====== Document ======

Question

Intenger encoding versus one-hot encoding for chromosome as a predictor in a neural network

0

Entering edit mode

6 months ago

Jimmy ▴ 30

I am creating a neural network and I want to use chromosome as a predictor for the feature I am interested in. There's two ways I can encode chromosome number to do this: integer encoding and one-hot encoding. In the former, chr01 becomes 1, chr02 becomes 2, etc and it's all fed in. In the latter, my one column representing chromosome number turns into a number of columns equal to the number of chromosomes in my organism of interest. So if it has 20 chromosomes, I get 20 columns, all but one of which are 0/False with the true chromosome that the feature is on being 1/True.

The drawback of the first method is that it imposes an ordinal relationship between chromosome numbers. The latter greatly increases the dimensionality of my data. Any suggestions as to which one I should go with, or which is more typical to use?

neural-network predictor chromosome • 320 views

ADD COMMENT • link updated 6 months ago by Ram 43k • written 6 months ago by Jimmy ▴ 30

score 1 · Answer 1 · 2023-10-25

Definitely one hot encode imho. You don't want the model to capture something like chr20 > chr19 > ... > chr1.

20 chromosomes (19 features) is nothing for a model -- if you're using something like sequence features, the dimensionality of your data will be greatly increased by features other than a few chromosomes.

Anyway, that being said, it can be something you tune and test yourself on some held-out validation set. I've always got better results with one-hot encoding, but you can always try both and see :)

======

=== Work required ===
In the thread on encoding chromosome number for a neural network, what drawback of integer encoding does the asker name?

====== Data entries ======

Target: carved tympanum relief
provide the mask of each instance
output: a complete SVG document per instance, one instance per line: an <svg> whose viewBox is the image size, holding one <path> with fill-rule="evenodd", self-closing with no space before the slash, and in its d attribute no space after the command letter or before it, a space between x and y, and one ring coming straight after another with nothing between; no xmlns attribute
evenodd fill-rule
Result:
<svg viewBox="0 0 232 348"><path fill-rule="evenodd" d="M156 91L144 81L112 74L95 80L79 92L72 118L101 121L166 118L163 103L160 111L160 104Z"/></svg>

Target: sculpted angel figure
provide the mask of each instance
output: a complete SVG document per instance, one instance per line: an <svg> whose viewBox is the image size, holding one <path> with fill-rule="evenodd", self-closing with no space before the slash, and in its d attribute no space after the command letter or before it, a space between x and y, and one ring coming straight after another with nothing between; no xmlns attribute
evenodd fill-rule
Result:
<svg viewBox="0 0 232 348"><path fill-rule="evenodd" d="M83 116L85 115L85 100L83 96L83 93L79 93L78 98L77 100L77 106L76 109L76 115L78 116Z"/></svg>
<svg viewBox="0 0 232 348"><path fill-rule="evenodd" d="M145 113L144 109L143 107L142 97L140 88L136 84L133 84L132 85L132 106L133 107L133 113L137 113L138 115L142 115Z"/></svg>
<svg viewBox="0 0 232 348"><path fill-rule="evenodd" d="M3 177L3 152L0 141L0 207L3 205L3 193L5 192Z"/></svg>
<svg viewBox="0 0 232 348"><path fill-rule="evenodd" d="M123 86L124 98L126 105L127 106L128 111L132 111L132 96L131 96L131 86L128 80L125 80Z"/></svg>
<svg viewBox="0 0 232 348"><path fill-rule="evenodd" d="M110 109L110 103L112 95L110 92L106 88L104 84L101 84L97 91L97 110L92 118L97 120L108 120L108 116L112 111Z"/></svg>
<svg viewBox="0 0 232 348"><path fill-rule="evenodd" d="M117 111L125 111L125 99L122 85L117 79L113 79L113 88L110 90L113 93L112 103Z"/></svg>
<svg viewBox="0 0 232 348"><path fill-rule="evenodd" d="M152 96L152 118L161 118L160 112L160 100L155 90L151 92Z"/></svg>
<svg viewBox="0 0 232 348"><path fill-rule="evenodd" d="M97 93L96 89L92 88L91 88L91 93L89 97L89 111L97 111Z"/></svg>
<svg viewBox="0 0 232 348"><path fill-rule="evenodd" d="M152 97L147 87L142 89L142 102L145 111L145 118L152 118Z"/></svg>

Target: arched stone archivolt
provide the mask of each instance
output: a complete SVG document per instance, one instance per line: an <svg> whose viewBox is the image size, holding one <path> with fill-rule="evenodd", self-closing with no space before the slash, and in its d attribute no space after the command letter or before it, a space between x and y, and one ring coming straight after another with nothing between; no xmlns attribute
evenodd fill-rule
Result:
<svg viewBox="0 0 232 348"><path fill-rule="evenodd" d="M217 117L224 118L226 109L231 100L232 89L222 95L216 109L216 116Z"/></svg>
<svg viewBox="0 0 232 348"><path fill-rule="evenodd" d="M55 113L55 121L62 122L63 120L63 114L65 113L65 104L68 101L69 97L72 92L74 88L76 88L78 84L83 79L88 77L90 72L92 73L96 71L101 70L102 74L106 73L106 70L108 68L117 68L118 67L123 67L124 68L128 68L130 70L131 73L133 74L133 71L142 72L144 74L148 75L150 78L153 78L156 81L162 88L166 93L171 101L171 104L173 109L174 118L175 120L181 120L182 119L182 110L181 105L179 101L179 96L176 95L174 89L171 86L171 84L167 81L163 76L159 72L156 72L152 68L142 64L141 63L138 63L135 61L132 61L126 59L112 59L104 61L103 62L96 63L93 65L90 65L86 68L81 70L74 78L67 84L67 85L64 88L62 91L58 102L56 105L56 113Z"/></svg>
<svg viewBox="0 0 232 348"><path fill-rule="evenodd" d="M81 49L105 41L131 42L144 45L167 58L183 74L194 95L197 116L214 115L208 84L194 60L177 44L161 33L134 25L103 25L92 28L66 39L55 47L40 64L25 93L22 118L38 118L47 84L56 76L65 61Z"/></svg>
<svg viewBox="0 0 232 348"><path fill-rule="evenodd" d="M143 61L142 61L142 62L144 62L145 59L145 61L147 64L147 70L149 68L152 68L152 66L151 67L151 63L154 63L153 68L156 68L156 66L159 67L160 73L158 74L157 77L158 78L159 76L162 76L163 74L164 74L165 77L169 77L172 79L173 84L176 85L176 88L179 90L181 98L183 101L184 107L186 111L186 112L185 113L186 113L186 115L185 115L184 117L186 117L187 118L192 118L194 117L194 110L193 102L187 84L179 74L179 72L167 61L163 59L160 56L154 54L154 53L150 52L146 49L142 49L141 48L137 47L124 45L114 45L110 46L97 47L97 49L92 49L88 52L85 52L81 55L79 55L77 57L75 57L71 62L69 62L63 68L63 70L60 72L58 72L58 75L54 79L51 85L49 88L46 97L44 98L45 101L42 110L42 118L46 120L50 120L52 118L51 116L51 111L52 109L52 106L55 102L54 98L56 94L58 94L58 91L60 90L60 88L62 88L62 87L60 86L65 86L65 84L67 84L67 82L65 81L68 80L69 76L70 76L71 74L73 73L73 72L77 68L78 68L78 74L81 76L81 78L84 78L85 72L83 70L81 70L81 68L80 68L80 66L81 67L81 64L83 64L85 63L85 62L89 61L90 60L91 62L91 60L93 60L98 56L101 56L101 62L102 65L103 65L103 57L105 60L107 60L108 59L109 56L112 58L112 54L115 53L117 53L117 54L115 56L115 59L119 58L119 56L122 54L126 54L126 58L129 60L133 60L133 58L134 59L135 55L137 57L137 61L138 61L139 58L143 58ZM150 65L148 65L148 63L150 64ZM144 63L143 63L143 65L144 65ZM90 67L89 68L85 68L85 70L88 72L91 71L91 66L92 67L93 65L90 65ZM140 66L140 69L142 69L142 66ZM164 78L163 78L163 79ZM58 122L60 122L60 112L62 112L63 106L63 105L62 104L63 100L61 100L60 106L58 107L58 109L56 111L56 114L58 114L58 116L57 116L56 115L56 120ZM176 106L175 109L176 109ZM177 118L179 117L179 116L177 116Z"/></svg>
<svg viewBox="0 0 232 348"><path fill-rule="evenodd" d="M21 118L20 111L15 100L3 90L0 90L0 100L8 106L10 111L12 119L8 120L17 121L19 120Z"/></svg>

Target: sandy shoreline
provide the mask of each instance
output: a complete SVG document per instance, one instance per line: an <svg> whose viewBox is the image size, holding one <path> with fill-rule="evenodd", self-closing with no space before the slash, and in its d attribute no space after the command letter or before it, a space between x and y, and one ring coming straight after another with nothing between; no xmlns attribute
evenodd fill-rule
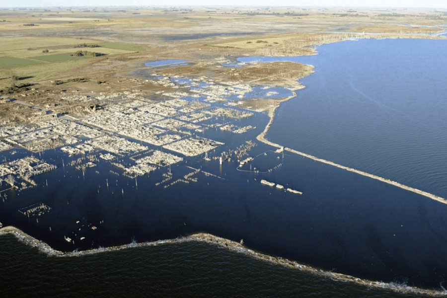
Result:
<svg viewBox="0 0 447 298"><path fill-rule="evenodd" d="M267 124L267 126L265 127L265 129L264 131L261 133L257 137L256 137L256 140L259 141L260 142L262 142L262 143L270 145L271 146L273 146L274 147L277 147L278 148L281 148L283 147L281 145L279 144L277 144L272 142L271 142L267 140L265 136L267 135L267 133L268 132L272 124L273 123L273 121L275 120L275 117L276 116L276 109L279 107L280 105L281 105L281 103L285 102L297 96L297 93L295 91L292 91L293 93L293 95L291 96L289 96L286 98L285 98L282 100L278 100L276 101L276 104L274 106L271 106L268 109L268 116L270 118L269 123ZM401 183L399 183L399 182L397 182L396 181L393 181L390 180L388 179L386 179L384 178L382 178L379 176L377 176L376 175L373 175L372 174L370 174L369 173L367 173L366 172L364 172L363 171L360 171L359 170L356 170L356 169L354 169L352 168L350 168L347 166L345 166L344 165L342 165L341 164L339 164L338 163L336 163L335 162L333 162L333 161L331 161L330 160L326 160L326 159L323 159L322 158L319 158L317 157L316 156L314 156L313 155L306 154L305 153L303 153L302 152L300 152L299 151L298 151L297 150L295 150L294 149L291 149L290 148L285 148L284 150L286 151L288 151L290 152L294 153L295 154L297 154L302 156L304 156L305 157L307 157L308 158L310 158L311 159L313 159L313 160L315 160L316 161L319 161L320 162L322 162L323 163L326 163L326 164L329 164L330 165L332 165L333 166L335 166L338 167L340 169L342 169L344 170L346 170L347 171L349 171L350 172L353 172L354 173L356 173L356 174L359 174L359 175L362 175L362 176L365 176L366 177L368 177L369 178L371 178L372 179L374 179L375 180L379 180L382 182L384 182L385 183L387 183L388 184L390 184L391 185L393 185L394 186L396 186L400 188L402 188L402 189L405 189L405 190L408 190L409 191L411 191L412 192L414 192L415 193L418 194L419 195L421 195L422 196L424 196L425 197L427 197L429 199L431 199L432 200L434 200L435 201L437 201L440 203L442 203L443 204L447 204L447 200L446 199L437 196L436 195L434 195L433 194L431 194L426 191L424 191L419 189L417 189L416 188L414 188L413 187L411 187L410 186L407 186L407 185L404 185Z"/></svg>
<svg viewBox="0 0 447 298"><path fill-rule="evenodd" d="M71 252L64 252L53 249L47 243L36 239L15 227L5 226L0 228L0 236L8 234L14 235L21 242L31 246L37 247L40 251L44 253L48 256L61 257L80 257L99 253L128 249L134 247L156 246L187 242L207 243L227 249L234 252L241 253L260 261L267 262L272 264L279 265L290 269L298 270L303 272L310 273L319 277L330 279L332 280L342 282L353 283L366 287L385 289L400 293L422 294L435 297L447 296L447 292L442 291L424 289L407 286L398 286L392 283L362 279L350 275L324 271L300 264L295 261L263 254L250 249L238 242L206 233L197 233L174 239L139 243L133 243L123 245L111 246L103 248L95 248L80 251L75 251Z"/></svg>

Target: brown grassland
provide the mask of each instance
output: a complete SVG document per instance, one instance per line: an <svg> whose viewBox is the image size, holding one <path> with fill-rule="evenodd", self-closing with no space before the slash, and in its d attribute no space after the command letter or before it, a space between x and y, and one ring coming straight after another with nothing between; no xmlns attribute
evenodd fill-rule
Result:
<svg viewBox="0 0 447 298"><path fill-rule="evenodd" d="M139 90L157 99L155 92L160 91L160 86L130 79L136 75L135 71L149 68L145 62L164 59L182 59L189 64L158 68L157 74L289 85L309 75L313 68L275 63L234 69L223 68L221 64L244 56L314 55L315 46L350 38L446 39L441 33L445 32L443 25L447 19L443 12L432 9L347 11L315 7L55 7L50 11L3 10L0 14L0 89L19 83L31 84L28 90L8 96L20 96L21 100L38 106L59 102L61 92ZM101 46L74 47L84 43ZM46 50L48 53L43 53ZM78 50L99 54L70 58ZM13 60L15 64L8 64ZM14 80L16 77L18 81ZM88 81L57 85L51 82L76 77ZM246 104L264 110L277 105L256 101ZM0 104L0 110L5 109L4 106ZM7 113L0 113L7 118Z"/></svg>

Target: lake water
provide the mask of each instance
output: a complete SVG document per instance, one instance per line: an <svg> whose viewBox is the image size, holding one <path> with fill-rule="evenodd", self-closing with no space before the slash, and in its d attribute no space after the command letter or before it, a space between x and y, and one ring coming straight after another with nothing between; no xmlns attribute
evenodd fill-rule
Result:
<svg viewBox="0 0 447 298"><path fill-rule="evenodd" d="M447 197L446 45L417 40L346 42L320 47L318 56L294 58L315 65L316 73L302 80L307 87L297 92L297 98L277 110L267 138ZM262 90L255 89L254 92ZM273 90L290 95L283 88ZM267 121L262 114L241 121L241 125L257 128L239 136L213 130L203 136L225 143L226 147L219 150L226 150L253 140ZM64 250L204 231L237 241L243 238L247 246L260 251L361 278L438 289L447 279L447 257L443 248L447 245L447 205L301 156L283 157L268 151L271 149L259 144L250 155L256 156L252 166L261 172L282 162L282 166L273 172L240 172L234 161L220 167L218 162L206 162L200 156L189 159L188 164L224 180L200 177L196 184L179 183L166 190L153 187L160 180L157 176L139 178L137 186L132 179L116 178L109 172L110 167L102 163L86 171L85 177L74 168L63 170L62 160L68 157L50 150L42 156L57 160L58 169L36 178L42 190L38 194L34 188L8 199L0 216L3 224L17 226ZM69 161L66 159L65 164ZM176 170L179 176L190 171ZM107 187L106 179L114 183ZM303 194L261 185L262 179ZM46 180L48 186L43 186ZM39 218L38 224L17 216L18 209L39 201L53 210ZM99 228L96 234L89 231L92 234L88 235L88 241L80 244L76 240L74 245L62 237L80 236L77 220ZM100 225L101 221L104 224ZM34 262L40 266L36 268L53 268L52 276L56 277L60 289L74 287L70 286L72 281L57 277L74 266L78 268L76 282L83 284L85 277L96 274L97 268L110 268L117 272L105 275L111 279L107 280L110 284L123 279L123 283L143 285L168 296L202 291L205 296L220 295L216 289L225 287L228 292L222 293L240 293L237 291L243 288L256 296L279 293L309 297L397 295L321 280L203 244L129 249L61 261L36 257L33 249L11 244L14 241L0 237L2 261L8 260L8 268L15 268L8 270L14 273L11 276L28 281L26 289L40 289L44 293L47 290L38 285L51 282L46 276L38 270L29 278L24 274ZM8 254L13 253L11 249L24 255L20 259L25 265L11 261ZM256 273L240 281L247 268ZM156 272L153 276L160 279L147 279L150 272ZM166 283L169 280L178 284ZM117 284L87 287L92 291L101 289L105 297L124 284ZM265 292L267 288L273 292Z"/></svg>

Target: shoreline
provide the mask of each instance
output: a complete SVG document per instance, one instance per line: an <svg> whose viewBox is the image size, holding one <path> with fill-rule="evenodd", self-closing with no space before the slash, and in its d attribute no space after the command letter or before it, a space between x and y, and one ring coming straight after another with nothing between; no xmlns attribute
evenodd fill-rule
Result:
<svg viewBox="0 0 447 298"><path fill-rule="evenodd" d="M267 62L268 63L268 62ZM303 89L305 88L305 86L303 86L302 88L301 88L299 89ZM276 103L274 106L271 106L269 108L268 110L268 115L269 117L270 118L270 120L269 121L269 123L265 127L265 129L264 129L264 131L262 133L261 133L259 135L258 135L256 137L256 140L260 142L262 142L262 143L270 145L274 147L276 147L277 148L282 148L283 146L279 144L277 144L276 143L274 143L271 141L269 141L266 138L266 135L269 131L269 130L270 129L270 127L272 124L273 123L273 121L275 120L275 117L276 116L276 109L280 107L281 104L283 102L285 102L290 100L290 99L296 97L297 96L297 93L295 92L295 89L293 90L291 90L293 93L293 95L291 96L289 96L284 100L277 100L276 101ZM290 148L288 148L287 147L284 147L284 150L288 151L291 153L293 153L298 155L301 155L304 157L306 157L308 158L310 158L316 161L318 161L320 162L322 162L323 163L326 163L326 164L329 164L329 165L332 165L333 166L335 166L336 167L338 167L339 168L346 170L347 171L349 171L350 172L353 172L354 173L356 173L356 174L358 174L359 175L362 175L362 176L365 176L365 177L368 177L371 178L372 179L374 179L375 180L379 180L379 181L384 182L385 183L387 183L391 185L393 185L394 186L396 186L397 187L399 187L402 189L404 189L405 190L408 190L408 191L411 191L412 192L415 193L418 195L421 195L421 196L424 196L426 197L429 199L431 199L432 200L434 200L435 201L437 201L440 203L442 203L443 204L445 204L447 205L447 200L443 198L442 197L440 197L439 196L437 196L436 195L434 195L433 194L431 194L430 193L424 191L423 190L421 190L420 189L418 189L417 188L414 188L414 187L411 187L410 186L408 186L407 185L405 185L401 183L399 183L399 182L394 181L392 180L390 180L388 179L386 179L385 178L383 178L382 177L380 177L379 176L377 176L376 175L374 175L373 174L370 174L369 173L367 173L366 172L364 172L363 171L361 171L360 170L357 170L356 169L350 168L349 167L345 166L344 165L342 165L341 164L339 164L333 161L331 161L330 160L327 160L326 159L323 159L323 158L320 158L319 157L317 157L316 156L314 156L313 155L310 155L309 154L307 154L302 152L300 152L297 150L295 150L294 149L292 149Z"/></svg>
<svg viewBox="0 0 447 298"><path fill-rule="evenodd" d="M309 273L318 277L330 279L338 282L351 283L364 287L386 290L401 294L420 294L433 297L447 296L447 292L445 291L419 288L406 285L396 285L392 283L387 283L383 282L363 279L342 273L324 271L300 264L295 261L283 258L281 257L275 257L263 254L251 249L240 243L207 233L198 232L188 236L184 236L173 239L142 243L132 243L129 244L110 246L106 248L94 248L80 251L74 251L71 252L64 252L53 249L45 242L37 240L20 229L14 226L8 226L0 228L0 236L7 234L12 235L18 241L30 246L36 247L40 252L45 253L47 257L54 256L58 257L81 257L100 253L123 250L134 247L157 246L162 245L189 242L206 243L226 248L231 251L244 254L257 260L269 263L272 265L279 265L291 269L298 270L300 272Z"/></svg>

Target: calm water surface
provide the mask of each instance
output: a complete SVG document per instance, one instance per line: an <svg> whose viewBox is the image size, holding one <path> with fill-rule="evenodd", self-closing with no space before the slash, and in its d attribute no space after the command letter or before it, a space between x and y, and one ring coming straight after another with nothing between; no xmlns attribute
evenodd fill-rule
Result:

======

=== Answer to the task ===
It imposes an ordinal relationship between chromosome numbers.